[Requisitos da tarefa] Extraia, sem nenhuma alteração, o trecho do texto sobre a Conferência de Wannsee que vai de "Os eficientes burocratas, entretanto, ainda" até "diferente e estrangeiro.", incluindo essas duas passagens.

Em 20 de Janeiro de 1942 aconteceu a Conferência de Wannsee. Liderada por Reinhard Heydrich, e com a presença do alto escalão do partido nazista, entre eles Adolf Eichmann, os participantes resolveram exterminar onze milhões de pessoas. Essa resolução ficaria sendo conhecida como a “Solução Final da questão judaica europeia”.

Os eficientes burocratas, entretanto, ainda teriam que definir algumas regras e classificações de quem se enquadraria nessa condenação. Resolveu-se que quem possuísse ao menos um avô ou avó de origem judaica seria caçado e ‘removido’ para os Campos de Concentração e Extermínio. Mesmo aqueles que estavam completamente assimilados à cultura alemã e que não se sentiam mais judeus, por exemplo, se enquadrariam na classificação. Gershom Scholem, um dos maiores estudiosos do misticismo judaico, narrou a incredulidade de muitos judeus alemães que se sentiram ultrajados ao serem levados de suas casas pois se achavam mais ‘alemães’ que os próprios perpetradores. Foi neste momento que o judeu percebeu que, mesmo estando completamente assimilado a outra cultura ou crença, seria sempre visto como diferente e estrangeiro.

Os eventos seguintes a essa conferência, apesar das nossas reais limitações em entendê-los, produziram uma das maiores catástrofes (talvez a maior) que a humanidade já conheceu. Essa indústria ou máquina da morte, que resultou na quase total destruição dos judeus da Europa, posteriormente recebeu alguns nomes: Holocausto, Shoah, Auschwitz, entre outros.

[Dados brutos]
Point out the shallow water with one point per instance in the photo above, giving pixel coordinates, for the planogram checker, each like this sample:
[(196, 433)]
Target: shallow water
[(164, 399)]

[Resultado do exercício]
Os eficientes burocratas, entretanto, ainda teriam que definir algumas regras e classificações de quem se enquadraria nessa condenação. Resolveu-se que quem possuísse ao menos um avô ou avó de origem judaica seria caçado e ‘removido’ para os Campos de Concentração e Extermínio. Mesmo aqueles que estavam completamente assimilados à cultura alemã e que não se sentiam mais judeus, por exemplo, se enquadrariam na classificação. Gershom Scholem, um dos maiores estudiosos do misticismo judaico, narrou a incredulidade de muitos judeus alemães que se sentiram ultrajados ao serem levados de suas casas pois se achavam mais ‘alemães’ que os próprios perpetradores. Foi neste momento que o judeu percebeu que, mesmo estando completamente assimilado a outra cultura ou crença, seria sempre visto como diferente e estrangeiro.